» **Directive 1**:
Answer the following questions using the article on the US China trade deal and crop prices:
(a) What dates does the podcast's week of market review cover?
(b) Approximately what is the agreement worth?
(c) When do analysts expect export sales may begin?
» **Directive 2**: From the article on the US China trade deal and crop prices, list the US agricultural products that China may import more of as a result of lower tariffs.
» **Directive 3**: Continue the article on the US China trade deal and crop prices from its final sentence.

New Deal May Boost Crop Prices and North American Farmer Profits.
On the weekly Ag Commodity Corner+ Podcast with experts Farms.com Risk Management Chief Commodity Strategist Moe Agostino and Commodity Strategist Abhinesh Gopal the team review strong market movements during the week May 18 to 22, across agricultural markets, energy, and equities. The title for this week’s podcast was “NEW U S China $17 Billion Trade Deal = New Bull Market in AG?”
The latest US China trade deal (as announced by the U.S. government) has created excitement in agriculture markets. Experts believe the agreement, worth about $17 billion, could support crop prices and start a new growth phase for farmers. Although there was little buzz immediately after the summit, expectations are now rising.
The deal builds on past agreements, including the earlier “Phase 1” trade deal. China is expected to lower tariffs, which may encourage it to import more US agricultural products such as soybeans, corn, and sorghum. If this demand increases, it will tighten stocks and push prices higher.
The Administration announced the deal on Saturday, and grain markets showed mixed performance during the week. Prices rose at the start but could not maintain the gains. Some investors remain cautious because they want proof of actual purchases. However, analysts expect that export sales may begin soon, possibly in early June.
At the same time, global factors are influencing the market. Crude oil prices have fallen due to easing tensions in the Middle East. Lower oil prices often reduce cost pressure on farm inputs but can also lower demand for certain crops used in biofuel production. Fertilizer prices remain high but may gradually decline over time.

[Stored data entries]
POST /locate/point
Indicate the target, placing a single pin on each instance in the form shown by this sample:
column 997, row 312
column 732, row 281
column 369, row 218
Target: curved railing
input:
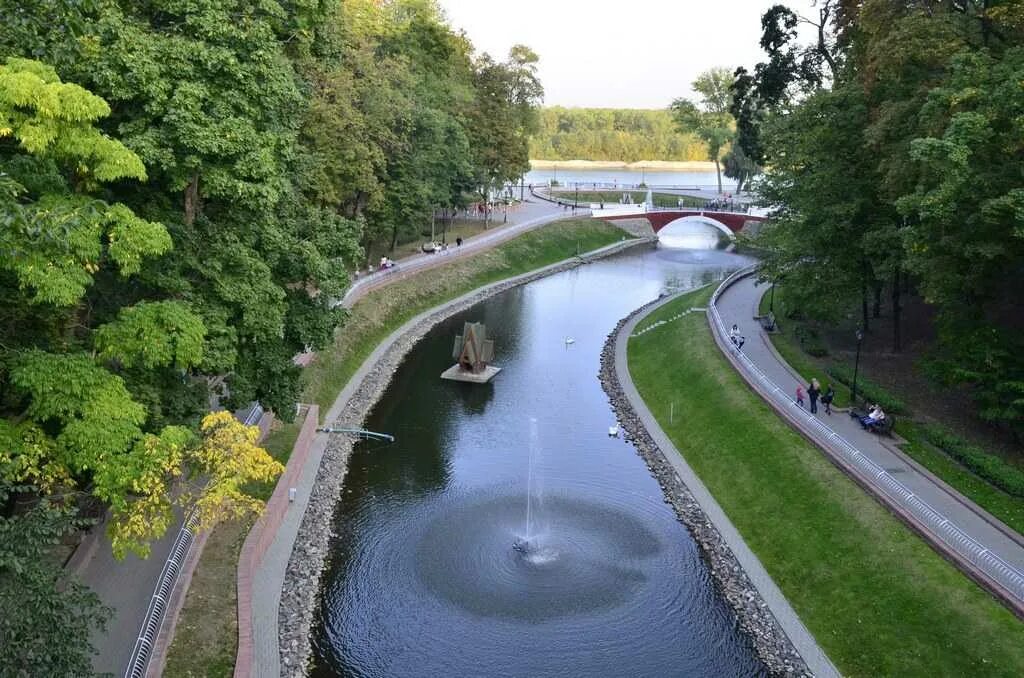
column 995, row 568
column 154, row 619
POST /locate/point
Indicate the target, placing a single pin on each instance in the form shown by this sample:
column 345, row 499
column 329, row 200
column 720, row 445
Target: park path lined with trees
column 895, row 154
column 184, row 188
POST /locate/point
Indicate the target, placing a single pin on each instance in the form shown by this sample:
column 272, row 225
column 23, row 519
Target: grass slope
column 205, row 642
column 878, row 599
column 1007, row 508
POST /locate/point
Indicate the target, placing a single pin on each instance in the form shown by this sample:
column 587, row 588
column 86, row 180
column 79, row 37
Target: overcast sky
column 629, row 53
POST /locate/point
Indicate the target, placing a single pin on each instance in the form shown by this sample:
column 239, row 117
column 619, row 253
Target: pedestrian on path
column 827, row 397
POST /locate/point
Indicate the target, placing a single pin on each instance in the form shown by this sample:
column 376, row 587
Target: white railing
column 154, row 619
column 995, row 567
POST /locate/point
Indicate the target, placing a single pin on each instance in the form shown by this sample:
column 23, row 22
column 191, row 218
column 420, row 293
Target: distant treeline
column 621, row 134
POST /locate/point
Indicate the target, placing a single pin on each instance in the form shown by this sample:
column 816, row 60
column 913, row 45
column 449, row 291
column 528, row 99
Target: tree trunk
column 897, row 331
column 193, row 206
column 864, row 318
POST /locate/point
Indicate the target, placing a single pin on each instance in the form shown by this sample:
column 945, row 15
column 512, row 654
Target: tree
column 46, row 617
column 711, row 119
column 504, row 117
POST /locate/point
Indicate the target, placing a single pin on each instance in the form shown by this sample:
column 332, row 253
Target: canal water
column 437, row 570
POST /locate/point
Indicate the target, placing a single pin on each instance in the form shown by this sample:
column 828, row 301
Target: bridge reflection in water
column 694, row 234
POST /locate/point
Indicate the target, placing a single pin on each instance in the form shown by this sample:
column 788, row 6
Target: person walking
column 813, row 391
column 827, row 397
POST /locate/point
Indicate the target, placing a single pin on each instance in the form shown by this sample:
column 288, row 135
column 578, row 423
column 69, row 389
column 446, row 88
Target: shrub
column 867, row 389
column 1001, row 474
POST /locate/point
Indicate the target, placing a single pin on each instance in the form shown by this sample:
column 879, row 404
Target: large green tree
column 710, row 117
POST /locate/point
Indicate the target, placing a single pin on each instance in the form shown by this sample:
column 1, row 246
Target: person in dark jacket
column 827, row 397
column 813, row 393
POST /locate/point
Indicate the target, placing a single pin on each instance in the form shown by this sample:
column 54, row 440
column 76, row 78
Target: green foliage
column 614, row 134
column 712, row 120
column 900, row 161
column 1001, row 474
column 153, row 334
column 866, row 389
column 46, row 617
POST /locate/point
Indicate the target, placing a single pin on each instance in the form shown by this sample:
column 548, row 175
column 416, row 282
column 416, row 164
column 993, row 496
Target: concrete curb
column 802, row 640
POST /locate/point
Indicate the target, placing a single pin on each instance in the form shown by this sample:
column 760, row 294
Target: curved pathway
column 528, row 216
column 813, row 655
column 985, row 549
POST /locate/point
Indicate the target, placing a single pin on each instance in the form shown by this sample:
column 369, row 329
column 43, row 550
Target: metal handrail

» **Final answer 1**:
(a) May 18 to 22
(b) About $17 billion
(c) Possibly in early June

» **Final answer 2**: Soybeans, corn, sorghum

» **Final answer 3**:
Weather conditions are another concern. Drought conditions in parts of the US Midwest are increasing slightly, though most regions still have enough moisture. Experts say a serious weather risk would require extreme heat, which is not expected yet.
The wheat crop situation is more worrying. Poor weather has damaged crops, especially in key growing areas, leading to the lowest ratings in decades. Some farmers are even abandoning their fields due to poor conditions.
The agriculture market outlook is positive but uncertain. Higher demand from China, possible weather risks, and global economic factors could all shape prices in the coming months. Farmers are advised to watch the market closely before making selling decisions.
Watch the “NEW U S China $17 Billion Trade Deal = New Bull Market in AG?” below.
For daily information and updates on agriculture commodity marketing and price risk management for North American farmers, producers, and agribusiness visit things; Farms.com Risk Management Website to subscribe to the program.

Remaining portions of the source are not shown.